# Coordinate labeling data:
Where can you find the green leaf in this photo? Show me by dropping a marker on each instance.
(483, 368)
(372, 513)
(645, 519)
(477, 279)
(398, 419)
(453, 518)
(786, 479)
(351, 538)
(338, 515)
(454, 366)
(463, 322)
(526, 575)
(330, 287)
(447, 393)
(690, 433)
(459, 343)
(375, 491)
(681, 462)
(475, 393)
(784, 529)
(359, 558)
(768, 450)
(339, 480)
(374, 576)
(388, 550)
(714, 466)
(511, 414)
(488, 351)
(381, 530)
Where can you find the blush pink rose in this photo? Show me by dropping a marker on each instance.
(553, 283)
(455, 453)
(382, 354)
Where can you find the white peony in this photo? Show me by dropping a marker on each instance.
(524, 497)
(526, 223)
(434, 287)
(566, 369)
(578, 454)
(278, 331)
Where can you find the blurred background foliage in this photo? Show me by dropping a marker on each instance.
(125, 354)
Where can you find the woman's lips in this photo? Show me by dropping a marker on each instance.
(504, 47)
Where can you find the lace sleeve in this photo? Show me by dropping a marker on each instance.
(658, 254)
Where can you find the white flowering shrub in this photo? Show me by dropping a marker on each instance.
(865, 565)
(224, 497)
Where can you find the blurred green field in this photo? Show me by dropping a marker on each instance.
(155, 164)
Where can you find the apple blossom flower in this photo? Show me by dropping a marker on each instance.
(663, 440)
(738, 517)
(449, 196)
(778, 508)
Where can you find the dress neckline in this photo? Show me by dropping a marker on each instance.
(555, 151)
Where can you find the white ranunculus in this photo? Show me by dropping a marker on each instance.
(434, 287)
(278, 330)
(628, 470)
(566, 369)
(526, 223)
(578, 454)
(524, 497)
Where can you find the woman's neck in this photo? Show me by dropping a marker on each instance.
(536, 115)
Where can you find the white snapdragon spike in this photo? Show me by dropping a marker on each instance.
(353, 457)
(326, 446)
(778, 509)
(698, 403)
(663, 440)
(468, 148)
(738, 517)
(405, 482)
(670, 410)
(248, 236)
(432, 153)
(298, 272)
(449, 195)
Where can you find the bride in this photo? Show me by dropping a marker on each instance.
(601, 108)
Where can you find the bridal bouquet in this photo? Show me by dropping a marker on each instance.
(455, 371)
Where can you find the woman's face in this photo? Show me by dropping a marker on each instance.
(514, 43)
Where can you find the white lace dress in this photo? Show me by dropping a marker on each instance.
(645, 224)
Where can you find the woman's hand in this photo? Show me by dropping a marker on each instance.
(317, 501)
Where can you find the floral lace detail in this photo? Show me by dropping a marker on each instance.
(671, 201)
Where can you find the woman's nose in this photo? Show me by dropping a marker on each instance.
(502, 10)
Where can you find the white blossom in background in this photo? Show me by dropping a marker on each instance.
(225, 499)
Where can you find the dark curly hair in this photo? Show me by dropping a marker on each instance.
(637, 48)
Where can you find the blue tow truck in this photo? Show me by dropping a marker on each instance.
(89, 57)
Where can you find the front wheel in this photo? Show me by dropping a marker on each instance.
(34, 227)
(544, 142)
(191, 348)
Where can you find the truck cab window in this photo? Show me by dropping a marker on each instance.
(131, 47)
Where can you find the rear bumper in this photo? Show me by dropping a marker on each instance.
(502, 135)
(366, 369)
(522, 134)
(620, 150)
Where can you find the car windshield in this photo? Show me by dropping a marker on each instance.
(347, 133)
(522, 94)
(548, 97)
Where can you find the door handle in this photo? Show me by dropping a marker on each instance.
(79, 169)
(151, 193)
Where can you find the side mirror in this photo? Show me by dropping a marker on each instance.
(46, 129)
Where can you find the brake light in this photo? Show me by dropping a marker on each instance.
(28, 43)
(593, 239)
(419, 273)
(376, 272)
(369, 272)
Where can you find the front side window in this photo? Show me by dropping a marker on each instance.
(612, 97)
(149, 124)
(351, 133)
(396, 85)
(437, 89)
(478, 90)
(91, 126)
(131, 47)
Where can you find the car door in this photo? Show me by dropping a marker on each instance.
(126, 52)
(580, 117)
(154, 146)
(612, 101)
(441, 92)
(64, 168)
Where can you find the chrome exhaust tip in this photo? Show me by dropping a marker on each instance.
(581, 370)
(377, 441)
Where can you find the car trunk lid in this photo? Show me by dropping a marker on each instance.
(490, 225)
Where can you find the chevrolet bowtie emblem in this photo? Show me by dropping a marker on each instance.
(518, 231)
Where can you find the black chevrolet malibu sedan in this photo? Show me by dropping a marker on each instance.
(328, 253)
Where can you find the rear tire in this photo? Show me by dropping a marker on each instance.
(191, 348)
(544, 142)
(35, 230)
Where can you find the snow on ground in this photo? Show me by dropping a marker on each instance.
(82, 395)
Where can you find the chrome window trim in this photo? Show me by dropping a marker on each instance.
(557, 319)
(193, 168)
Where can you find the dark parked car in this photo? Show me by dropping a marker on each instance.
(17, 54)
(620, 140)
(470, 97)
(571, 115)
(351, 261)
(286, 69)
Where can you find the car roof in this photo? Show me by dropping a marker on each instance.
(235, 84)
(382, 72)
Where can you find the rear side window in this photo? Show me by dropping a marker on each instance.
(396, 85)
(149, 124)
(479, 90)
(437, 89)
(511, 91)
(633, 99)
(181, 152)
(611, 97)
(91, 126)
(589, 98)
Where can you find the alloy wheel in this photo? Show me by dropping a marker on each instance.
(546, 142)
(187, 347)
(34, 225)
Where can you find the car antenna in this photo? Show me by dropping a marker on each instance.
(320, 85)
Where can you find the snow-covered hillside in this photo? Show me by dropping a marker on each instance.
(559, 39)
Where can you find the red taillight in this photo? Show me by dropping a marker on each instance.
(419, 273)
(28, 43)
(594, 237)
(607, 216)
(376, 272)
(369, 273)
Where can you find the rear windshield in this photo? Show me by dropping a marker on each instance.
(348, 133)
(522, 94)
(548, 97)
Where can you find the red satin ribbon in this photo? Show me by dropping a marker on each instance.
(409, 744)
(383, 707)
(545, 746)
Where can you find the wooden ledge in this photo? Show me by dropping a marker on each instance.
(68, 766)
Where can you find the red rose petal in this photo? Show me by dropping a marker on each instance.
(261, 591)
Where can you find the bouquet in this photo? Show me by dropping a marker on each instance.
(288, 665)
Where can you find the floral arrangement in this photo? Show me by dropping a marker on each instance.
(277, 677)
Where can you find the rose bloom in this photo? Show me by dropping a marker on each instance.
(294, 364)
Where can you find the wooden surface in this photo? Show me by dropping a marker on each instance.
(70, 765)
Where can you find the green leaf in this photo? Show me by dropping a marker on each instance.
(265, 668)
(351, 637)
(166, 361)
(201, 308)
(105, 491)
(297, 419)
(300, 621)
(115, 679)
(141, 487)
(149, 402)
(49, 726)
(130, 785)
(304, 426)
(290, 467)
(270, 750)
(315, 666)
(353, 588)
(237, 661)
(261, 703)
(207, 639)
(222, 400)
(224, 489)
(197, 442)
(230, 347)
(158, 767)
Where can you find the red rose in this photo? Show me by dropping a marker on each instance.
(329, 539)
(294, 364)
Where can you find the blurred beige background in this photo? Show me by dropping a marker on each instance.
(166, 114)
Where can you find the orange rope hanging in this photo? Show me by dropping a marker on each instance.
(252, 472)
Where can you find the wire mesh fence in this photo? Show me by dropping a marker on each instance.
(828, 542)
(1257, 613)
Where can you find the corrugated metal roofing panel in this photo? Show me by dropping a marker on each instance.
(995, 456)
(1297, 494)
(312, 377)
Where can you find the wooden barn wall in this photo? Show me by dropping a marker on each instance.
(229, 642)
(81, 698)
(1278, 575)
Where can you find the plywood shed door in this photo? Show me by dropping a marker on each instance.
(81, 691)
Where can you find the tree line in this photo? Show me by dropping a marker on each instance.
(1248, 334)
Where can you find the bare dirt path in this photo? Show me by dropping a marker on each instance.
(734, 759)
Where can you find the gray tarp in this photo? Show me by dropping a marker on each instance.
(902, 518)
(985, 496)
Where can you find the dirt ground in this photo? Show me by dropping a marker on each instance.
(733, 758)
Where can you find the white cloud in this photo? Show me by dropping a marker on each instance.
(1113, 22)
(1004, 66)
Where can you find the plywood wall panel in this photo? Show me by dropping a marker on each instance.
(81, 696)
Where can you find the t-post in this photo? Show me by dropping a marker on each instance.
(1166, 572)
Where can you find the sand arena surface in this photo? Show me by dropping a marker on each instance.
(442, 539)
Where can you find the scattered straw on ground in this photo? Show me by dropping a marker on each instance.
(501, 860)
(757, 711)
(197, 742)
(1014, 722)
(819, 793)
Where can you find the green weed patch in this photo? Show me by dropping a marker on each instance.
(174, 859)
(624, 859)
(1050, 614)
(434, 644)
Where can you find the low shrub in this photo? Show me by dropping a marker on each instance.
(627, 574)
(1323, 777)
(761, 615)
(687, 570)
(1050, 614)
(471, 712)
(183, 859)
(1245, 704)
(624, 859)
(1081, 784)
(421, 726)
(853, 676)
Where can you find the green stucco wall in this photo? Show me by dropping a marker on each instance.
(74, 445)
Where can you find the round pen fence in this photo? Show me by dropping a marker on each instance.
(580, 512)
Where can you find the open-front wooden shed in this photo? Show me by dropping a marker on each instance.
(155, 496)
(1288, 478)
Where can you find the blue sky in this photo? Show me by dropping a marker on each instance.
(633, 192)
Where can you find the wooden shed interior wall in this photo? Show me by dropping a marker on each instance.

# Exercise aim:
Extract the lines above from the one containing "Where can you find the green weed" to the last line, both included, exactly as written.

# Task answer:
Where can you find the green weed patch in this photo? Show me by dropping a marker on each instance.
(174, 859)
(624, 859)
(1050, 614)
(434, 644)
Where can you find the low shrub in this photo? Show me by dropping a marker on each instance.
(627, 574)
(1323, 777)
(761, 615)
(687, 570)
(1050, 614)
(471, 712)
(183, 859)
(1245, 704)
(624, 859)
(1081, 784)
(421, 726)
(853, 676)
Where can you find the green stucco wall in this photo? Show me by dropping a marker on each instance.
(74, 445)
Where can you find the round pen fence in this photo? Show me by dropping a marker on each instance.
(580, 512)
Where can you find the open-front wooden shed in this photo? Show me by dropping a marker on each instance.
(155, 496)
(1288, 478)
Where can you find the blue sky in this photo? Show me by dropping a marker on each instance.
(633, 192)
Where can you find the wooden shed interior wall in this photo? Show me by dropping a marker on each instance.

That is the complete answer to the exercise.